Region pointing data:
= = = = = = =

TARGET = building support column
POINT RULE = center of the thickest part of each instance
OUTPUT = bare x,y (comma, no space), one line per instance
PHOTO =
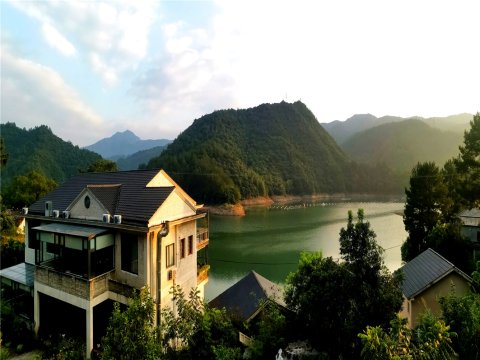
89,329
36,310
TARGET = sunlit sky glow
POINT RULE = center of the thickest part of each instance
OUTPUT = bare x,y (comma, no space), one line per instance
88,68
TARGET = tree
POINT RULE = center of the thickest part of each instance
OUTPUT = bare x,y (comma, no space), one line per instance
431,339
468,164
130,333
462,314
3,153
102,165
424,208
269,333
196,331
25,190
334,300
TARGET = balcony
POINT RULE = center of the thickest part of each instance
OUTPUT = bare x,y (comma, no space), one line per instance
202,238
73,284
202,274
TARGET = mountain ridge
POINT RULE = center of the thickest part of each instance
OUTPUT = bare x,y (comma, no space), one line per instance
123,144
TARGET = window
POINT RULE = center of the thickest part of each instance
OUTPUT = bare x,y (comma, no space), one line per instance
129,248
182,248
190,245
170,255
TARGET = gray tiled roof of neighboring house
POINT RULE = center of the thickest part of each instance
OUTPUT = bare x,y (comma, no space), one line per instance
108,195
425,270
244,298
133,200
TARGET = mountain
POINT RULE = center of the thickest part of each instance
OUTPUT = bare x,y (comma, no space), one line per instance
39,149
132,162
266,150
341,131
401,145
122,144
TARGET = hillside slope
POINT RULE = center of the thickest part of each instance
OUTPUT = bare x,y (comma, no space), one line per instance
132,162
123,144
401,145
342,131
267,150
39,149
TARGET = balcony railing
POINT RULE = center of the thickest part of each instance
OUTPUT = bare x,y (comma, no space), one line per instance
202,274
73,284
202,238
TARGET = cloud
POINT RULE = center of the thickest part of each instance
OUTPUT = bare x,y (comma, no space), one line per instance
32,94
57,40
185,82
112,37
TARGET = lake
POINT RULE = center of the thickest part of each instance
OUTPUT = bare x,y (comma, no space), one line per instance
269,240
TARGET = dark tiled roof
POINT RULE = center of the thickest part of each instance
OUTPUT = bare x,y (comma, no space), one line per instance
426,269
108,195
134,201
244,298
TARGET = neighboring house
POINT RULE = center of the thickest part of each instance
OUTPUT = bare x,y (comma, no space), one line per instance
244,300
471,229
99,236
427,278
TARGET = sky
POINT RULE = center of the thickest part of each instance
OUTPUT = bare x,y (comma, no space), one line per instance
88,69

= = = = = = =

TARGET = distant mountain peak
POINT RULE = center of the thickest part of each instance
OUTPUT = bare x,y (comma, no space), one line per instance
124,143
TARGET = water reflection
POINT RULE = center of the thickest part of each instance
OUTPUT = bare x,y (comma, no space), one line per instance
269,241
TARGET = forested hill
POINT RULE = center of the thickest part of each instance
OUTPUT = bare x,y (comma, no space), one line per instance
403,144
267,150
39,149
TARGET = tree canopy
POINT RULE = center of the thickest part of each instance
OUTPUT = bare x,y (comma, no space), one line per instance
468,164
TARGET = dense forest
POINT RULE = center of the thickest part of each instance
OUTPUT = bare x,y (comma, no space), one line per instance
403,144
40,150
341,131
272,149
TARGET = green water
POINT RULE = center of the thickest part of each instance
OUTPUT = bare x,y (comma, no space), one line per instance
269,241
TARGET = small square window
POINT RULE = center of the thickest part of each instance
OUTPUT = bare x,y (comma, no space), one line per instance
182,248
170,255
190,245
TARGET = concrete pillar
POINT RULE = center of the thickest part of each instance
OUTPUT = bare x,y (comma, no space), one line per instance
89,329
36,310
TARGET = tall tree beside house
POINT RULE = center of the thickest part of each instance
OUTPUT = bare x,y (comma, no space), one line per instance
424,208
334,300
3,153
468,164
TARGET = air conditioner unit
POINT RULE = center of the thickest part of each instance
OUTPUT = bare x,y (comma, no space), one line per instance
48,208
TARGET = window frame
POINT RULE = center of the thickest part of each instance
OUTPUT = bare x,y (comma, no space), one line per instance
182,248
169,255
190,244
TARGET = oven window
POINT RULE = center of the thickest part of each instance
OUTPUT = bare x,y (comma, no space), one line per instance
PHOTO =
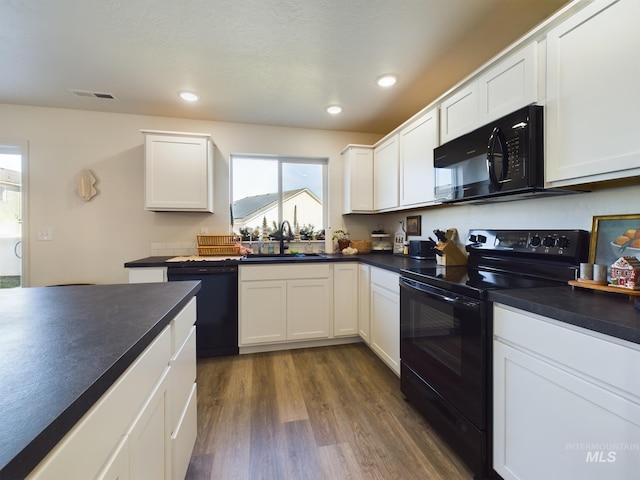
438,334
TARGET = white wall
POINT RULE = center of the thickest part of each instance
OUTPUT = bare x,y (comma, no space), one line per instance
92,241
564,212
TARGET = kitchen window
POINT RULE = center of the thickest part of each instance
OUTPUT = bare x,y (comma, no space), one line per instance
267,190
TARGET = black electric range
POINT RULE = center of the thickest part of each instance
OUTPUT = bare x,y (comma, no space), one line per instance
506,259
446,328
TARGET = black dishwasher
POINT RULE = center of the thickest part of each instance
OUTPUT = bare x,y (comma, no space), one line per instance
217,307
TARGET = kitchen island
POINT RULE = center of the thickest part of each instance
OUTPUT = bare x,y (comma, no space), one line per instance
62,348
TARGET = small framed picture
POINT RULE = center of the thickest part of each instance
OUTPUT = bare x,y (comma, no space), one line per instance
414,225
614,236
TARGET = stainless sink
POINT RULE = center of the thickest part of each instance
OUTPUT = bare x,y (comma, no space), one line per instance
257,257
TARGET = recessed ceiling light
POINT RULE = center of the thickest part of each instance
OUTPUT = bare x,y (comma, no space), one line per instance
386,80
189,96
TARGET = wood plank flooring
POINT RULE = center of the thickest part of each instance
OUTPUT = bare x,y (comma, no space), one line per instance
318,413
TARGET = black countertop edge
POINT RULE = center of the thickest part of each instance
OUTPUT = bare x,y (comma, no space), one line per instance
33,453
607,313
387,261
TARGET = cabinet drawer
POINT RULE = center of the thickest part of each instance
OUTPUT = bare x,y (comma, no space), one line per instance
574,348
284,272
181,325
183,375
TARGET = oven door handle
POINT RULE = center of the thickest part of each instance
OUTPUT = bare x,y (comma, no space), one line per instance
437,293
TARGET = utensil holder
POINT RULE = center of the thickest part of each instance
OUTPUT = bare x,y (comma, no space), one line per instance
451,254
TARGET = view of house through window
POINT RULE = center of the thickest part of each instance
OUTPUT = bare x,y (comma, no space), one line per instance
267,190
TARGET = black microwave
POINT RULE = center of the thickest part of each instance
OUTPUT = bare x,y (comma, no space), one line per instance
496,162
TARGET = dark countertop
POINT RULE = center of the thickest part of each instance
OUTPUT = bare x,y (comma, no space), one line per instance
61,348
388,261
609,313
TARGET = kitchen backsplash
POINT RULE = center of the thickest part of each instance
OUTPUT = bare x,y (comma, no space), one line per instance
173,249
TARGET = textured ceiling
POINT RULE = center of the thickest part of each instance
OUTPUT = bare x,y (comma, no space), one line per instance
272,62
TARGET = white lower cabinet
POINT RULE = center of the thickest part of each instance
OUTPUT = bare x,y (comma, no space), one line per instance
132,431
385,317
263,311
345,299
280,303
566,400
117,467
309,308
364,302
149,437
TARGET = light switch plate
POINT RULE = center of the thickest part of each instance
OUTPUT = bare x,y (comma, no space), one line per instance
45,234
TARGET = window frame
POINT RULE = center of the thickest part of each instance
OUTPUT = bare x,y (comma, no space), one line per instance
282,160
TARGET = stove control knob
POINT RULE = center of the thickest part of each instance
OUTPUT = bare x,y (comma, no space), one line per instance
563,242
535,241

= = = = = = =

Task to carry out: Only the lines of the data holding the string "neighboring" are wanted; copy each of them.

Your solution:
TARGET = gray tiled roof of neighboring house
TARGET = neighboring house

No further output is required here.